▶ _SELECTED EXCERPT_:

Given the knowledge cutoff, as expected the model does not know about the recent product launches by OpenAI.

### Setting up a BYOB tool
To provide the model with recent events information, we'll follow these steps:

##### Step 1: Set Up a Search Engine to Provide Web Search Results
##### Step 2: Build a Search Dictionary with Titles, URLs, and Summaries of Web Pages
##### Step 3: Pass the information to the model to generate a RAG Response to the User Query  


Before we begin, ensure you have the following: **Python 3.12 or later** installed on your machine. You will also need a Google Custom Search API key and Custom Search Engine ID (CSE ID). Necessary Python packages installed: `requests`, `beautifulsoup4`, `openai`. And ensure the OPENAI_API_KEY is set up as an environment variable.

#### Step 1: Set Up a Search Engine to Provide Web Search Results
You can use any publicly available web search APIs to perform this task. We will configure a custom search engine using Google's Custom Search API. This engine will fetch a list of relevant web pages based on the user's query, focusing on obtaining the most recent and pertinent results.  

**a. Configure Search API key and Function:** Acquire a Google API key and a Custom Search Engine ID (CSE ID) from the Google Developers Console. You can navigate to this [Programmable Search Engine Link](https://developers.google.com/custom-search/v1/overview) to set up an API key as well as Custom Search Engine ID (CSE ID). 

The `search` function below sets up the search based on search term, the API and CSE ID keys, as well as number of search results to return. We'll introduce a parameter `site_filter` to restrict the output to only `openai.com`
  

In [5]:
import requests  # For making HTTP requests to APIs and websites

def search(search_item, api_key, cse_id, search_depth=10, site_filter=None):
    service_url = 'https://www.googleapis.com/customsearch/v1'

    params = {
        'q': search_item,
        'key': api_key,
        'cx': cse_id,
        'num': search_depth
    }

    try:
        response = requests.get(service_url, params=params)
        response.raise_for_status()
        results = response.json()

        # Check if 'items' exists in the results
        if 'items' in results:
            if site_filter is not None:
                
                # Filter results to include only those with site_filter in the link
                filtered_results = [result for result in results['items'] if site_filter in result['link']]

                if filtered_results:
                    return filtered_results
                else:
                    print(f"No results with {site_filter} found.")
                    return []
            else:
                if 'items' in results:
                    return results['items']
                else:
                    print("No search results found.")

▶ _RECORDS SUPPLIED_:
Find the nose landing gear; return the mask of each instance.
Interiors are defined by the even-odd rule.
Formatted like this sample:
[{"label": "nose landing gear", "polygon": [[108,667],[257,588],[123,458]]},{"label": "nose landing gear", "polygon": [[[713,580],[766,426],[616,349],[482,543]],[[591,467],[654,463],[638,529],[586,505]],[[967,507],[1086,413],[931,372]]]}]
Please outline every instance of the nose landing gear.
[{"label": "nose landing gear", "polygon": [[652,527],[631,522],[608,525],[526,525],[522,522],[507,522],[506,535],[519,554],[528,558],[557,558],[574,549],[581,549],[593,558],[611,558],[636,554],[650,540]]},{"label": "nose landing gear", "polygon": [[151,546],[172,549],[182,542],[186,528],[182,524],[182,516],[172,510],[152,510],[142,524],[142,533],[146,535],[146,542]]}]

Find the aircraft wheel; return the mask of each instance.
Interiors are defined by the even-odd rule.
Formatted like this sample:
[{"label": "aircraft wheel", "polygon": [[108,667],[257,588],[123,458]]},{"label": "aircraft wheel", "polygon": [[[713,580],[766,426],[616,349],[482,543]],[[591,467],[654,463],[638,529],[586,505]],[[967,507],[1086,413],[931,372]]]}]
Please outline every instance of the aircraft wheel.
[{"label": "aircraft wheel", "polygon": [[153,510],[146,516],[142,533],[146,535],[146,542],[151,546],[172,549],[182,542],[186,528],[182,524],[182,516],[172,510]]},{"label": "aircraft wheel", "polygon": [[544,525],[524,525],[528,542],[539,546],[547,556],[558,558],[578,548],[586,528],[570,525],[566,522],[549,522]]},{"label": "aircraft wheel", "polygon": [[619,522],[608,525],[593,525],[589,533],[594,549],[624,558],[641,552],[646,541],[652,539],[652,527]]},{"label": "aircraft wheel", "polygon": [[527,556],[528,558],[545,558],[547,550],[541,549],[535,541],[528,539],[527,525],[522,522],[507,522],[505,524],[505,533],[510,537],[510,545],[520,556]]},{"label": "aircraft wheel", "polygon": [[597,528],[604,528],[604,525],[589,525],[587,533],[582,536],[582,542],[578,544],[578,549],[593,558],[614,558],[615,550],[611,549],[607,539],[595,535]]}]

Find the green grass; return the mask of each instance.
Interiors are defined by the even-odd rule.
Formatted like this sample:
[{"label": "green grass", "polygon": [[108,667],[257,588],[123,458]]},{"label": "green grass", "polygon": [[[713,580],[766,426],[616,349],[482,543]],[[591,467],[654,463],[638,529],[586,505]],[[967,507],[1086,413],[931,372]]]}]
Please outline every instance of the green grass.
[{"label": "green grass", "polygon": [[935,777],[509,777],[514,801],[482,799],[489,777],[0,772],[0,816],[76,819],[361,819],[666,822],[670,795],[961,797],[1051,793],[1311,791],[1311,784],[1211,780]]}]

▶ _REQUIREMENT_:
Print the part of the search-tool walkthrough that runs from "##### Step 1: Set" up to and including "an environment variable.", word for word.

▶ _RESPONSE TO THE EXERCISE_:
##### Step 1: Set Up a Search Engine to Provide Web Search Results
##### Step 2: Build a Search Dictionary with Titles, URLs, and Summaries of Web Pages
##### Step 3: Pass the information to the model to generate a RAG Response to the User Query  


Before we begin, ensure you have the following: **Python 3.12 or later** installed on your machine. You will also need a Google Custom Search API key and Custom Search Engine ID (CSE ID). Necessary Python packages installed: `requests`, `beautifulsoup4`, `openai`. And ensure the OPENAI_API_KEY is set up as an environment variable.